--- EXERCISE ---
Using the entries below, write out the line with "Tag the red", the line with "Target: tattoo on forearm", and every line in between, exactly as each is written.

--- RECORDS PROVIDED ---
□ □ □ □

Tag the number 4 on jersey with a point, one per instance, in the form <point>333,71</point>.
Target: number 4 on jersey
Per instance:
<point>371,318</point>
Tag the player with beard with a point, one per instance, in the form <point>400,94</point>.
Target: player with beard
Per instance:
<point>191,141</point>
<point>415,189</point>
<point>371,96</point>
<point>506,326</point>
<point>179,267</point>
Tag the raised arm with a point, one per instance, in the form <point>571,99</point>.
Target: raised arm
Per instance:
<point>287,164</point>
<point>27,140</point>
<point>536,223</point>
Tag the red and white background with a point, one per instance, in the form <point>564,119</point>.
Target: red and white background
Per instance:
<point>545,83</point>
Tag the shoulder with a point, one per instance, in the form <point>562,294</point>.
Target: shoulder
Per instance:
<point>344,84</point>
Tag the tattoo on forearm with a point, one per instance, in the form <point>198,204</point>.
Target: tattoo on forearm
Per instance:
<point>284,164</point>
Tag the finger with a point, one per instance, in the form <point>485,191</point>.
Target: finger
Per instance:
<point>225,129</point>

□ □ □ □

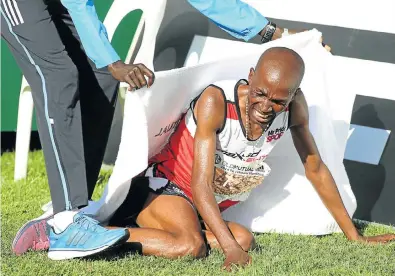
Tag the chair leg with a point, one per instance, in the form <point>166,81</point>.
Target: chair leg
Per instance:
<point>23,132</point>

□ □ □ □

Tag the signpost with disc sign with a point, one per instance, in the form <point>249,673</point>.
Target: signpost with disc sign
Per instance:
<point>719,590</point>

□ □ □ □

--- ANSWER SPACE ---
Tag the red and white background with a point, one per instance, in the form <point>564,119</point>.
Target: red and white background
Per instance:
<point>545,83</point>
Tag the shoulder with a point, one per instance, in the form <point>562,294</point>.
Target: shoulder
Per instance:
<point>344,84</point>
Tag the tattoo on forearm with a point, one per instance, in the form <point>198,204</point>.
Target: tattoo on forearm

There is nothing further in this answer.